# start of Provided text
Each fiscal year, the Secretary of Revenue shall transfer at the end of each quarter from the State sales and use tax net collections received by the Department of Revenue under Article 5 of Chapter 105 of the General Statutes to the State Treasurer for the State Public School Fund, one-fourth of the amount transferred the preceding fiscal year plus or minus the percentage of that amount by which the total collection of State sales and use taxes increased or decreased during the preceding fiscal year. (2005-276, s. 7.51(b).)
§ 105-164.44I. Distribution of part of sales tax on video programming service and telecommunications service to counties and cities.
(a) Distribution. - The Secretary must distribute to the counties and cities part of the taxes imposed by G.S. 105-164.4(a)(4c) on telecommunications service and G.S. 105-164.4(a)(6) on video programming service. The Secretary must make the distribution within 75 days after the end of each calendar quarter. The amount the Secretary must distribute is the sum of the revenue listed in this subsection. From this amount, the Secretary must first make the distribution required by subsection (b) of this section and then distribute the remainder in accordance with subsections (c) and (d) of this section. The revenue to be distributed under this section consists of the following:
(1) The amount specified in G.S. 105-164.44F(a)(2).
(2) Twenty three and six tenths percent (23.6%) of the net proceeds of the taxes collected during the quarter on video programming, other than on direct-to-home satellite service.
(3) Thirty-seven and one tenths percent (37.1%) of the net proceeds of the taxes collected during the quarter on direct-to-home satellite service.
# end of Provided text
# start of Given records
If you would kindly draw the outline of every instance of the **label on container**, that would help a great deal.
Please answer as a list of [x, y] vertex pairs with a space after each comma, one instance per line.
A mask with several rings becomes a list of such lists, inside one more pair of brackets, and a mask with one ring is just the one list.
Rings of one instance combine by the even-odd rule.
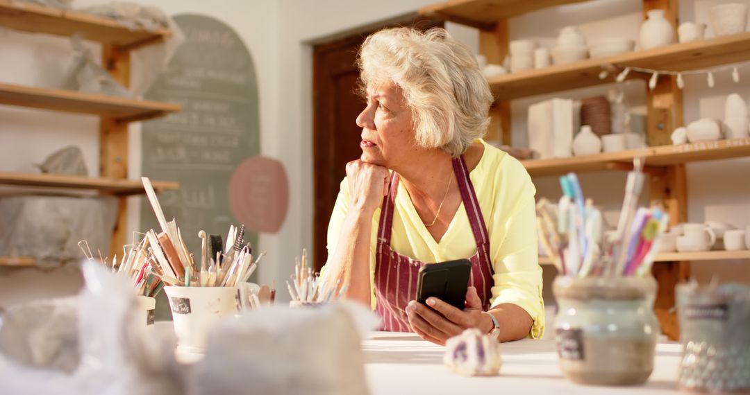
[[584, 331], [581, 329], [557, 329], [555, 335], [557, 355], [561, 359], [583, 361], [586, 358], [584, 352]]
[[726, 303], [718, 304], [688, 304], [685, 307], [685, 316], [688, 319], [716, 319], [726, 321], [729, 318], [729, 306]]
[[172, 312], [176, 314], [190, 314], [190, 298], [170, 298], [170, 304], [172, 305]]

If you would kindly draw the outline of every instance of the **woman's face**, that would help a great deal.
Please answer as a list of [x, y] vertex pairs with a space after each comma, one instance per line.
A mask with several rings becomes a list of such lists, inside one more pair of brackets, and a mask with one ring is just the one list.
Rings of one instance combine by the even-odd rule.
[[357, 117], [362, 128], [360, 159], [393, 169], [418, 150], [412, 111], [401, 88], [392, 82], [369, 84], [365, 99], [367, 106]]

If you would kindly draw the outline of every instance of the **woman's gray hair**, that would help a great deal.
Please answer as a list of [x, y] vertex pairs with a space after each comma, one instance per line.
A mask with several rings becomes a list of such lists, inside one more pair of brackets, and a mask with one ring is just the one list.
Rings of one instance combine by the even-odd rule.
[[422, 147], [457, 157], [487, 132], [490, 86], [471, 51], [446, 29], [381, 30], [364, 40], [357, 65], [365, 87], [391, 80], [401, 88]]

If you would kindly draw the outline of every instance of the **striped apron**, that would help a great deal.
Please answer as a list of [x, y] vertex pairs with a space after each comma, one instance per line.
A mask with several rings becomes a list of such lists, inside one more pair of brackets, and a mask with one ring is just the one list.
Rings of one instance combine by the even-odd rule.
[[[476, 287], [482, 298], [482, 310], [486, 311], [490, 308], [493, 285], [490, 238], [463, 156], [453, 159], [453, 171], [456, 174], [464, 206], [476, 241], [476, 254], [469, 258], [471, 261], [469, 285]], [[375, 254], [376, 310], [382, 319], [382, 330], [410, 332], [412, 328], [404, 309], [410, 301], [417, 298], [417, 276], [419, 269], [425, 263], [401, 255], [391, 248], [391, 228], [398, 189], [398, 174], [393, 172], [390, 191], [388, 196], [383, 198], [378, 227], [377, 251]]]

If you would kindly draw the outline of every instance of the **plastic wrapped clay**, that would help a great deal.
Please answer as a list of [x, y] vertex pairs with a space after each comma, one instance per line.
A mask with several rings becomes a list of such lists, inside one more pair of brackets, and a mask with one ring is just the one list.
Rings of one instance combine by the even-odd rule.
# end of Given records
Instructions —
• A. Change "gray" to "silver" in the entries, from the line containing "face**, that would help a great deal." through the line containing "80], [401, 88]]", and return only that stretch with everything else unchanged.
• B. Go on with the statute text on sales tax distribution, picking up after its last line.

The responses —
• A.
If you would kindly draw the outline of every instance of the **woman's face**, that would help a great deal.
Please answer as a list of [x, y] vertex pairs with a space after each comma, one instance per line.
A mask with several rings becomes a list of such lists, inside one more pair of brackets, and a mask with one ring is just the one list.
Rings of one instance combine by the even-odd rule.
[[357, 117], [362, 128], [360, 159], [393, 169], [418, 150], [412, 111], [401, 88], [392, 82], [369, 84], [365, 99], [367, 106]]

If you would kindly draw the outline of every instance of the **woman's silver hair**, that would help a great deal.
Please answer as a list of [x, y] vertex pairs with a space after each comma, one instance per line.
A mask with several rings becomes a list of such lists, inside one more pair of brackets, and a mask with one ring is just the one list.
Rings of one instance combine by the even-odd rule.
[[422, 147], [457, 157], [487, 132], [490, 86], [471, 51], [446, 29], [381, 30], [364, 40], [357, 65], [365, 87], [391, 80], [401, 88]]

• B.
(b) Supplemental PEG Channel Support. - G.S. 105-164.44J sets out the requirements for receipt by a county or city of supplemental PEG channel support funds distributed under this subsection. The Secretary must include the applicable amount of supplemental PEG channel support in each quarterly distribution to a county or city. The amount to include is one-fourth of the share of each qualifying PEG channel certified by the city or county under G.S. 105-164.44J. The share of each certified PEG channel is the sum of four million dollars ($4,000,000) and the amount of any funds returned to the Secretary in the prior fiscal year under G.S. 105-164.44J(d) divided by the number of PEG channels certified under G.S. 105-164.44J. A county or city may not receive PEG channel support under this subsection for more than three qualifying PEG channels.
For purposes of this subsection, the term "qualifying PEG channel" has the same meaning as in G.S. 105-164.44J.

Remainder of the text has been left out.